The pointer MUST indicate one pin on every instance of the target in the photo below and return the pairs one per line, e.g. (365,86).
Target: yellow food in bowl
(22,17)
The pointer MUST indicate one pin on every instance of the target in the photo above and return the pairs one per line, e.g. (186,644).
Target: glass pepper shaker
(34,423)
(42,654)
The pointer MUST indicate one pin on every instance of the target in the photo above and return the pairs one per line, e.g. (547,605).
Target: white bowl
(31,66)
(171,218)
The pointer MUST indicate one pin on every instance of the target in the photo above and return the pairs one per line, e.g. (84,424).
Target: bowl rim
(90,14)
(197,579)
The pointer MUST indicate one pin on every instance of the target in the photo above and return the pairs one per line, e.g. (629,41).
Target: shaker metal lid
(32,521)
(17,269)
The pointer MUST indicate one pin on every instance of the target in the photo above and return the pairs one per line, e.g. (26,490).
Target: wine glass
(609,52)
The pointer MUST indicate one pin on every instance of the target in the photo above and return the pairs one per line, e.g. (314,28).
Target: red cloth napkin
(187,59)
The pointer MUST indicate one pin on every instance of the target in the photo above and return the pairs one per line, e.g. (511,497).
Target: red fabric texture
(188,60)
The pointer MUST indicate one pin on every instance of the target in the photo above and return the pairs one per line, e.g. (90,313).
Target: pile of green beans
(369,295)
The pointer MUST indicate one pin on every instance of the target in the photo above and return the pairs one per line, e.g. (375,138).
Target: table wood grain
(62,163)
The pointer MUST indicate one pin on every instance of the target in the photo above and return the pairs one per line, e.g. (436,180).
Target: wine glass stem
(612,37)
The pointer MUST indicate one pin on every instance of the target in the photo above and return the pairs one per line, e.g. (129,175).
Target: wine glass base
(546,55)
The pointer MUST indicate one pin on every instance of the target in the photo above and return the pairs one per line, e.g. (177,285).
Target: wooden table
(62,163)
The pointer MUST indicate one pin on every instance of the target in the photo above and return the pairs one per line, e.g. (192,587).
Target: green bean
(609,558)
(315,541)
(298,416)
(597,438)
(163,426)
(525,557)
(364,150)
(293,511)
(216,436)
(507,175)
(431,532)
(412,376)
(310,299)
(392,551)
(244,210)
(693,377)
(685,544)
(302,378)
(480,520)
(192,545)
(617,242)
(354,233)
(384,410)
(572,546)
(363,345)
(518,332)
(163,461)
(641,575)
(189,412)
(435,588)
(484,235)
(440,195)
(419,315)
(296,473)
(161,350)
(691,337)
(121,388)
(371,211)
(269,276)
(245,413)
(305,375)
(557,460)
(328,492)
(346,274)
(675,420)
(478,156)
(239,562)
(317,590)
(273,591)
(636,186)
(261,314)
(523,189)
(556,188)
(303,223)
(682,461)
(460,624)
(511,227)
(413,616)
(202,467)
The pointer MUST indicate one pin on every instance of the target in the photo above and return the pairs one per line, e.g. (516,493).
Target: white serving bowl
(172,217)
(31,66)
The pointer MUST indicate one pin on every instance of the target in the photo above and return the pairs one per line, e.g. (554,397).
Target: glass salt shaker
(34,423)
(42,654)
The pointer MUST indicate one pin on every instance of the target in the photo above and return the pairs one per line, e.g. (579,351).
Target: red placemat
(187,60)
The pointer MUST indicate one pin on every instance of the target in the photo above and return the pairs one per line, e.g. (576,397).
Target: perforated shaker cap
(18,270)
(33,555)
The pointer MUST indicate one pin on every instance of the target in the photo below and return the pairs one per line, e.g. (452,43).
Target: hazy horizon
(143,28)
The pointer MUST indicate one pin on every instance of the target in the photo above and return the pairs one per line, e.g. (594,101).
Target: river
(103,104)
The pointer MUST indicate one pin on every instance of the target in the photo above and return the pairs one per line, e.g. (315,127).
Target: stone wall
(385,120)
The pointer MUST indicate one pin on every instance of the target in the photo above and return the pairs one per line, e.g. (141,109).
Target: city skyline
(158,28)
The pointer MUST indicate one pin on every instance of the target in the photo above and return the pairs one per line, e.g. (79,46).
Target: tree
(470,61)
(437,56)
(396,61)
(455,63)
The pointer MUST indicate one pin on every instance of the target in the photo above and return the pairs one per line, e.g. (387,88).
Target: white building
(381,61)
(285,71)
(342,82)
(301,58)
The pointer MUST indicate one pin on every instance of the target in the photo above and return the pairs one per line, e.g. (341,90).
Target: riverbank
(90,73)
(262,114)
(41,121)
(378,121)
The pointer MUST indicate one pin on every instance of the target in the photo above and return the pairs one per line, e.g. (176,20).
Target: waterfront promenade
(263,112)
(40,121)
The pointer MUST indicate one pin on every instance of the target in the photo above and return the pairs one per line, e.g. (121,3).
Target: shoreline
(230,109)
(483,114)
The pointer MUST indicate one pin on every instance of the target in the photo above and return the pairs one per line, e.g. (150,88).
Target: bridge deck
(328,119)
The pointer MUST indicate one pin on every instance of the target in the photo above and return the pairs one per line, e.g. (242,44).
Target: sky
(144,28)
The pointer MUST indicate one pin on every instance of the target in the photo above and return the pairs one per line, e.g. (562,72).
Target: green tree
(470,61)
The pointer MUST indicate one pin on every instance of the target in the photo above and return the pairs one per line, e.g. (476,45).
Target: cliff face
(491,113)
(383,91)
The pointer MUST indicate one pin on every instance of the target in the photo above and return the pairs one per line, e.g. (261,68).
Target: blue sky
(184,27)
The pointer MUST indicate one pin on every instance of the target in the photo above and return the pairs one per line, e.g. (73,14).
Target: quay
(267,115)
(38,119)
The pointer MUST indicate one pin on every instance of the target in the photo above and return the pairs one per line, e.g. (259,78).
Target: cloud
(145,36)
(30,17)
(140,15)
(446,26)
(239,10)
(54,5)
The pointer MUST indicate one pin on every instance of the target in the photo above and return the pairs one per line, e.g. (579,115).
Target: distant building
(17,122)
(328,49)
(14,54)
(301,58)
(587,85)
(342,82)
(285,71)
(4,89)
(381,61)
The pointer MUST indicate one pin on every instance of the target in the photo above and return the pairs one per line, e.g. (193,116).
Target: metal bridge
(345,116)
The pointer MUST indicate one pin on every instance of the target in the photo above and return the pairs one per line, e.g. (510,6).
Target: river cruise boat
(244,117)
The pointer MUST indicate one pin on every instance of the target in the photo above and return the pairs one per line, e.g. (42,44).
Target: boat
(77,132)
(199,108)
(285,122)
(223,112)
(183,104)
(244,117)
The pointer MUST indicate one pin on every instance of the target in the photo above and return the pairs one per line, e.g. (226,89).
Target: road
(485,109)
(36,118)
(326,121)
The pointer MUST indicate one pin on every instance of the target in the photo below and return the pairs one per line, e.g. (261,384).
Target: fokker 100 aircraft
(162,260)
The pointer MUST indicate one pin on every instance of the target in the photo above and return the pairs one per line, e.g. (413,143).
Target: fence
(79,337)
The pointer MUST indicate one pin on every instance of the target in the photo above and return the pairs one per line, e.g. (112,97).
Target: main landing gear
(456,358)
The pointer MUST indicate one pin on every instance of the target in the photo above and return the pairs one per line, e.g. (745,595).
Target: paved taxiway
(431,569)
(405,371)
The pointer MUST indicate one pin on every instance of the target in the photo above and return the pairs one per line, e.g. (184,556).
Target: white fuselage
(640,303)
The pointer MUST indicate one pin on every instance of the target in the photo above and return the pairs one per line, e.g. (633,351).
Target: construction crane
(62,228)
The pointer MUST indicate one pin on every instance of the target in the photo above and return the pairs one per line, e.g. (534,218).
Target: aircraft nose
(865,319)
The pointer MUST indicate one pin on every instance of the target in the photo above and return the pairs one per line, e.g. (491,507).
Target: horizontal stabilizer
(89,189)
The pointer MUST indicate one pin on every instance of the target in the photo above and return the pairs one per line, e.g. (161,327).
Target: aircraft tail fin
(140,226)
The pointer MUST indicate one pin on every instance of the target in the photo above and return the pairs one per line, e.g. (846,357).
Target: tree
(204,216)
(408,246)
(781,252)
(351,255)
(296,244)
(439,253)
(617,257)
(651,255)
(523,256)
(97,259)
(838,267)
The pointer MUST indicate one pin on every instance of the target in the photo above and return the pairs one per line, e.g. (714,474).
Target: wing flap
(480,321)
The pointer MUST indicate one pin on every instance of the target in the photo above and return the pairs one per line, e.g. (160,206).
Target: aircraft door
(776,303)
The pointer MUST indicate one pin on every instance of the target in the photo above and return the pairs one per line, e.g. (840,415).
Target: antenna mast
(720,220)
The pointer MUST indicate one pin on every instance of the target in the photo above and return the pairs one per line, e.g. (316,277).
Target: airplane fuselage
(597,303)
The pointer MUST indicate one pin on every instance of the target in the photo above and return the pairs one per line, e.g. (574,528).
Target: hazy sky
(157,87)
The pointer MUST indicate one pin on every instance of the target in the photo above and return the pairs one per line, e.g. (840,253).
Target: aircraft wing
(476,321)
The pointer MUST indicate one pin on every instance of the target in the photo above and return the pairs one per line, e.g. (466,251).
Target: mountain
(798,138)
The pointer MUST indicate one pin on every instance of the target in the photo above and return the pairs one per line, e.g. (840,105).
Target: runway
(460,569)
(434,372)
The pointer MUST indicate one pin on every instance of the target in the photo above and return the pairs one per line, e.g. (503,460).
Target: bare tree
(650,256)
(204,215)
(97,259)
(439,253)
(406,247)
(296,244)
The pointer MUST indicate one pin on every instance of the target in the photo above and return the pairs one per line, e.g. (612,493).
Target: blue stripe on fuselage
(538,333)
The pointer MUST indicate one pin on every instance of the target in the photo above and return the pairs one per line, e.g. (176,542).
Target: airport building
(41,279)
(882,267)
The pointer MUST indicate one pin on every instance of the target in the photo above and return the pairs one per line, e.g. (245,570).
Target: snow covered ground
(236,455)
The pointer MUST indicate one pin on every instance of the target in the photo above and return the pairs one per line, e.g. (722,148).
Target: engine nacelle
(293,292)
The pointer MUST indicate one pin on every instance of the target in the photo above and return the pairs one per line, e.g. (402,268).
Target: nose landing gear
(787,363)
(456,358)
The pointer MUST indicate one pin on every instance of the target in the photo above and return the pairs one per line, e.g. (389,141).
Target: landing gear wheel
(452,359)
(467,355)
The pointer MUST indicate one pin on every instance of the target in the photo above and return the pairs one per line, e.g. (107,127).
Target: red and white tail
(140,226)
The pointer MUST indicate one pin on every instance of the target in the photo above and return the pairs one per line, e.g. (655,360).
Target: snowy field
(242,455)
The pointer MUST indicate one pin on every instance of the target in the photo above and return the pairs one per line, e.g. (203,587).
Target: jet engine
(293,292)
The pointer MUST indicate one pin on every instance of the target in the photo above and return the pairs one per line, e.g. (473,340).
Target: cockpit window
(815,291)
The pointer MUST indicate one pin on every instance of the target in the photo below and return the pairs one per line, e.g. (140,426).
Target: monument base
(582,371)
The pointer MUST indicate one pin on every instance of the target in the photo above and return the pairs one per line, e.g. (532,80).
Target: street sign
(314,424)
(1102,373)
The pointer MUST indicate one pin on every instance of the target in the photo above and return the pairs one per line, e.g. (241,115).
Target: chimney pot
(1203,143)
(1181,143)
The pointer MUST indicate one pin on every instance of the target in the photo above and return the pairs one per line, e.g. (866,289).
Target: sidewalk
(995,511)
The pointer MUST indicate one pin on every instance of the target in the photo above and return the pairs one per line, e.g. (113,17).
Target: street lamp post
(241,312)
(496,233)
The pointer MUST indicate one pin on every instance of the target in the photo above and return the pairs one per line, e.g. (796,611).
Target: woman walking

> [Exercise] Reproduce the lines word for word, starting at the one holding "line, e.g. (532,80)." and ending at the final line of the material above.

> [Problem solution]
The pointer MUST indicate one pin on every instance of the target in the photo above and return the pairs one per line, e.g. (532,80).
Target: street sign
(314,424)
(1102,373)
The pointer MUST indicate one pin on every instance of the target in the photo above and return the pairs one per line, e.g. (241,115).
Target: chimney pot
(1203,143)
(1181,143)
The pointer MUST indicate one pin on every instance of the target in the photo above and return the pairs one per line, e.g. (866,289).
Target: sidewalk
(995,511)
The pointer MUST indicate one pin on every instance of the target in the photo above and return the pairs one per line, e.g. (113,17).
Target: street lamp post
(241,312)
(496,233)
The pointer MUST indicate one pin on every instance of the target in the photo above and return the pairs one per line, e.g. (796,611).
Target: woman walking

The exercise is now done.